Pointing dataset records
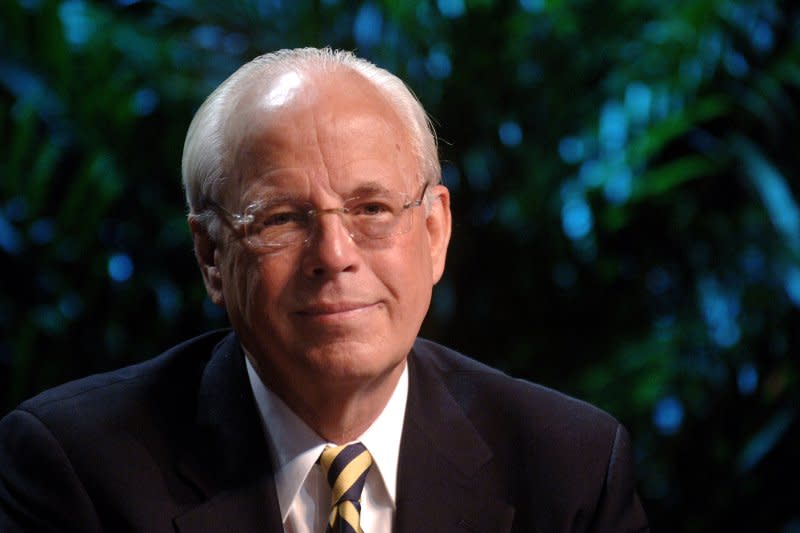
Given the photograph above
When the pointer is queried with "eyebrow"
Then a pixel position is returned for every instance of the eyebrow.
(270, 197)
(372, 187)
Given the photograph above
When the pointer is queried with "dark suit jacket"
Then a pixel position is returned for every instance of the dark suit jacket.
(175, 444)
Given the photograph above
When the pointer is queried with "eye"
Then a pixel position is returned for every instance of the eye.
(371, 209)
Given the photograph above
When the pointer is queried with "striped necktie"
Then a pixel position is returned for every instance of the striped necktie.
(346, 469)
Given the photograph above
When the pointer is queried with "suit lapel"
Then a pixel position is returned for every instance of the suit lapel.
(447, 480)
(229, 462)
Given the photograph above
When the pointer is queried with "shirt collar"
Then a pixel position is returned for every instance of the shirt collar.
(296, 447)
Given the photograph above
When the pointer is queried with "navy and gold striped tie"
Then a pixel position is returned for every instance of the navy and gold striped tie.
(346, 469)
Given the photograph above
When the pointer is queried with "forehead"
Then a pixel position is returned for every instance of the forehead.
(332, 131)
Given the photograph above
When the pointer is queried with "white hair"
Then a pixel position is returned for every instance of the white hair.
(205, 150)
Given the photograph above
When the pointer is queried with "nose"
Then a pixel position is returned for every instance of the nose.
(330, 248)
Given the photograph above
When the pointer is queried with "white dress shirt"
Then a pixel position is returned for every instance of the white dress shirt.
(304, 494)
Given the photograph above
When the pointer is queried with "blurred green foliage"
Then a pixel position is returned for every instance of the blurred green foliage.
(624, 179)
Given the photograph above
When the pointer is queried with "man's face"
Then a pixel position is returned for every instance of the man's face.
(332, 309)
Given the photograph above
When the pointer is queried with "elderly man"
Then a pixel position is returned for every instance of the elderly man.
(320, 225)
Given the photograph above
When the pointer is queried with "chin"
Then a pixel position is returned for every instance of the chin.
(353, 360)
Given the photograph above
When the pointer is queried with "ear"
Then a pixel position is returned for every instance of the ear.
(206, 253)
(439, 225)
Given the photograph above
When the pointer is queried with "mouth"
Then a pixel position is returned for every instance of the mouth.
(335, 310)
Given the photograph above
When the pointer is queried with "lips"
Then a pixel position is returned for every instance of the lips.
(333, 308)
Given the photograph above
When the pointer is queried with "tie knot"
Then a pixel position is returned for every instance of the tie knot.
(346, 468)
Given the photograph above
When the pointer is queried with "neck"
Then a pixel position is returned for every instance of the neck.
(337, 412)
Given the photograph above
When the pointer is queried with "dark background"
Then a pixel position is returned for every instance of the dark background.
(625, 194)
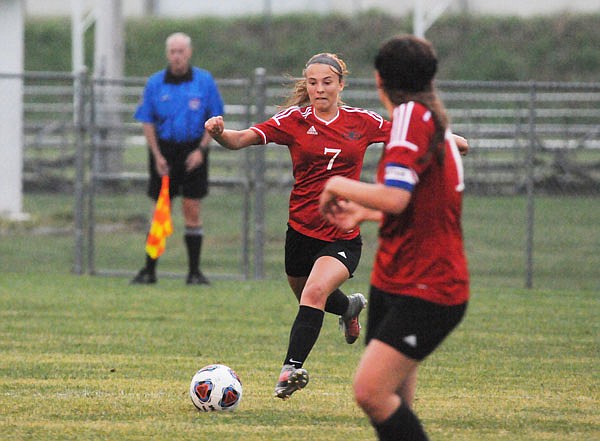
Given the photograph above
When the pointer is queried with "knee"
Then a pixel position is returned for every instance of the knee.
(366, 397)
(315, 293)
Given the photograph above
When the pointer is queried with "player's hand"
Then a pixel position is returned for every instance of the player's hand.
(215, 126)
(194, 160)
(462, 144)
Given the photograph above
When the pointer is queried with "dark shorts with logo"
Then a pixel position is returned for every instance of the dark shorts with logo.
(302, 251)
(192, 185)
(413, 326)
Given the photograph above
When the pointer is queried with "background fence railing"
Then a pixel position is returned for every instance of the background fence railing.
(527, 139)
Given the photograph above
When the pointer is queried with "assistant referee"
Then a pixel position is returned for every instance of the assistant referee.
(176, 103)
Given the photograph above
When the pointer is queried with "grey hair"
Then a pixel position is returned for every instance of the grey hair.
(176, 36)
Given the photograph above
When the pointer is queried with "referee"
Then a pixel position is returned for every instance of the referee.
(176, 103)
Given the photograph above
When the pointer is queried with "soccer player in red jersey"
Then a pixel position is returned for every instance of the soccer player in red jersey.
(419, 284)
(325, 138)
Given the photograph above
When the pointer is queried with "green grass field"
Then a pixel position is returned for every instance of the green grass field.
(90, 358)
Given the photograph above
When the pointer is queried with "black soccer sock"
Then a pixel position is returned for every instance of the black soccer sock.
(402, 425)
(304, 334)
(337, 303)
(150, 264)
(193, 242)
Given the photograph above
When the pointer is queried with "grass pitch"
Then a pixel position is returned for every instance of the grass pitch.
(92, 358)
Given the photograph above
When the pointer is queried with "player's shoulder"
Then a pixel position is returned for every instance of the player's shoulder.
(412, 111)
(292, 113)
(358, 112)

**WHAT YOU HAVE TO DO**
Repeat the material above word for word and skip every image in it.

**EXERCISE SOLUTION**
Given the photograph above
When the pointer is queried with "eyebrow"
Then a pixel position is returned for every instance of the eyebrow.
(270, 197)
(372, 187)
Given the photograph above
When the pointer is queried with "dark suit jacket"
Then a pixel position is returned for every instance of the dark suit jacket.
(175, 444)
Given the photograph above
When the pointer is queried with "eye"
Then a pixel position is returned for every instance of the eye.
(371, 209)
Given the photograph above
When the pointer is queried with "striped necktie"
Then a pixel position is returned for every instance of the striped necktie.
(346, 469)
Given the photograph above
When the pointer is queried with "suit lapel"
Then a pixel position is returned for every instance of the suit lapel.
(447, 480)
(229, 462)
Given the photograph above
When the pointer is queried with "shirt collar"
Then a pixel position is returned for every instance of the shirt collar.
(296, 447)
Given the photograph above
When the pointer is queried with "navy and gold striped tie"
Then a pixel position is returned for every instance of the navy and gold striped tie.
(346, 469)
Given the photograph above
When the pointer is queried with "forehead"
Then a pixel position is returned for every instance of the forehead.
(332, 131)
Given the photograph above
When the pointer is queried with "white hair"
Then a pixel position is returned for every instance of the white hair.
(205, 150)
Given the photograph above
When the pointer is queried with "nose"
Then a pixel position is returned for every instance of the nose.
(330, 248)
Given the photograph above
When the pointer is queried with "white dress shirt"
Then a pixel position is returned for every instance of the white dress shirt.
(304, 494)
Given the photograph above
When the pointer is queried with "blurred green foliage"
Then a pixel position is returned for every instance of the blurred green foliage.
(624, 179)
Given the photograph above
When the pointer is queried with "man's face"
Then a pixel position is returned for every instance of the man's face.
(332, 309)
Given the photograph above
When the pointer is queried with "elderly man"
Then a pixel position is returned for every instance of the elderly man.
(320, 225)
Given the photograph above
When the pointer is queried with "chin"
Then a pixel position is returned for every instance of the chin.
(353, 360)
Given the photograph above
When the pointer is queried with "ear"
Then a pixel position is returned for every instance of the ear.
(206, 253)
(439, 225)
Given the photograph above
When the pointer is queried with "mouth"
Then a pixel position is returned for every instance of the mouth.
(335, 310)
Given the photograph above
When the pointer is queried with "lips"
Then a pixel position is returned for every instance of the lips.
(333, 308)
Given the photograph above
When the pointer is queried with "tie knot"
Then a pixel position is returned for every instance of the tie knot.
(346, 468)
Given the photograph above
When the pointer is queried with "neck"
Then a pixel position is returned for every instance of the neck.
(337, 412)
Given the photograph above
When the pointer is queried with "dark background"
Then a pixel position is returned for every instance of the dark background.
(625, 194)
Given the photograph above
When the pointer is queried with "knee"
Then a pixel position is returned for every instance of the knee.
(366, 397)
(315, 293)
Given the photograph above
When the pointer is queried with "player's hand"
Then a pixel position is returned for every instance of the player's hand.
(215, 126)
(194, 160)
(462, 144)
Given the photograph above
When the pointer is queried with "dark shorts with logo"
Then a pixel position is returned for every instance of the dark shorts with logo.
(302, 251)
(192, 185)
(413, 326)
Given the photograph above
When the pointer is queried with "background fence railing"
Then a pixel position is returned for every instance of the background fence railing.
(527, 139)
Given the photograph above
When the pointer is queried with "assistant referee"
Then a pixel position is returned for every instance of the assistant referee.
(176, 103)
Given the photograph above
When the pointer is queried with "grey hair"
Then a pixel position is returned for every instance of the grey hair.
(176, 36)
Given the photograph above
When the pointer is queried with "referee"
Then a pixel position is returned for every instance of the referee.
(176, 103)
Given the photograph above
When the pointer is queried with "soccer player in red jersey"
Then a pixel position is returned for every instance of the soccer player in red jersey.
(419, 284)
(325, 138)
Given the photograph above
When the pointer is queried with "green grass field"
Then a pixel position is returned for every instance of the green grass field.
(90, 358)
Given the photograph above
When the pointer is queried with "black soccer sock"
Then a pixel position is returned for every instance of the black soccer sock.
(402, 425)
(304, 334)
(337, 303)
(150, 264)
(193, 242)
Given the photograph above
When the pointer is queried with "grass pitch"
Then a pixel position is returned for every instance of the grass pitch.
(92, 358)
Given the photograph above
When the pointer is queried with "player's shoulder"
Then a pixel position is returned for every instance of the player's shoulder.
(412, 111)
(292, 113)
(358, 112)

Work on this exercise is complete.